→ TO DO: Edit the entries from the first line through the line containing "box: [190, 31, 209, 54]", inclusive, by replacing "rough mask" with "coarse mask" and leaving everything else unchanged. Leave the pictures out of your answer.

##### SUPPLIED MATERIAL

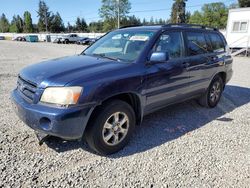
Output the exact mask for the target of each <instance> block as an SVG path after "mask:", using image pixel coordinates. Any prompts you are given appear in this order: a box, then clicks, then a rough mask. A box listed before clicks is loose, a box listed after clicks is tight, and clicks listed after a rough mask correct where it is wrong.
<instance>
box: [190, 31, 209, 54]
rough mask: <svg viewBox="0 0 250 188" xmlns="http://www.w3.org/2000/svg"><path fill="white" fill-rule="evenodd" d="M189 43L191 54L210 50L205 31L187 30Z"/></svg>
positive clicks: (204, 51)
mask: <svg viewBox="0 0 250 188" xmlns="http://www.w3.org/2000/svg"><path fill="white" fill-rule="evenodd" d="M187 43H188V44H187V45H188V51H189V55H198V54H204V53H207V52H208V50H207V44H206V40H205V36H204V35H203V33H196V32H187Z"/></svg>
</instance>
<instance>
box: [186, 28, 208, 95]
mask: <svg viewBox="0 0 250 188" xmlns="http://www.w3.org/2000/svg"><path fill="white" fill-rule="evenodd" d="M185 43H186V49H187V53H188V54H187V55H188V56H189V68H188V71H189V73H190V88H189V91H190V92H191V93H192V94H193V95H196V94H198V93H200V92H202V91H203V90H204V89H206V88H207V87H208V81H209V78H208V76H207V75H208V74H206V71H208V69H209V68H210V67H209V66H207V63H208V54H209V46H208V44H207V41H206V38H205V34H204V33H203V32H200V31H194V30H192V31H186V32H185ZM205 75H206V76H205Z"/></svg>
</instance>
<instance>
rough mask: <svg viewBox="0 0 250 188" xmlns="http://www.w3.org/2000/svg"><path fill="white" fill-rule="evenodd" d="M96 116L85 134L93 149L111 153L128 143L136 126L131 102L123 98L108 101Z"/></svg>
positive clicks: (134, 114) (114, 152)
mask: <svg viewBox="0 0 250 188" xmlns="http://www.w3.org/2000/svg"><path fill="white" fill-rule="evenodd" d="M94 116H95V117H94V118H92V120H93V123H92V122H90V123H89V125H88V127H87V130H86V135H85V139H86V141H87V143H88V145H89V146H90V148H91V149H93V150H94V151H96V152H97V153H99V154H102V155H109V154H112V153H115V152H118V151H119V150H121V149H122V148H123V147H124V146H126V145H127V144H128V142H129V140H130V138H131V136H132V134H133V132H134V128H135V113H134V110H133V109H132V107H131V106H130V105H129V104H127V103H126V102H124V101H121V100H113V101H110V102H107V103H106V104H104V105H103V106H101V107H100V108H99V110H98V111H97V112H96V113H95V114H94ZM116 118H117V119H116ZM117 120H118V121H117Z"/></svg>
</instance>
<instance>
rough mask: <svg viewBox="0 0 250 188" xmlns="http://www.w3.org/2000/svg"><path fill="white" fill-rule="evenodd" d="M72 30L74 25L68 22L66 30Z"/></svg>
mask: <svg viewBox="0 0 250 188" xmlns="http://www.w3.org/2000/svg"><path fill="white" fill-rule="evenodd" d="M73 30H74V27H73V26H72V25H71V24H70V23H69V22H68V23H67V32H68V33H71V32H72V31H73Z"/></svg>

##########

→ ANSWER TO THE PROBLEM:
Output the exact mask for the target of each <instance> block as an SVG path after "mask:", using image pixel coordinates. Any prompts you are given appear in this order: a box, then clicks, then a coarse mask. A box listed before clicks is loose, a box listed after clicks is tight, and clicks listed after a coarse mask correct where it is wrong.
<instance>
box: [190, 31, 209, 54]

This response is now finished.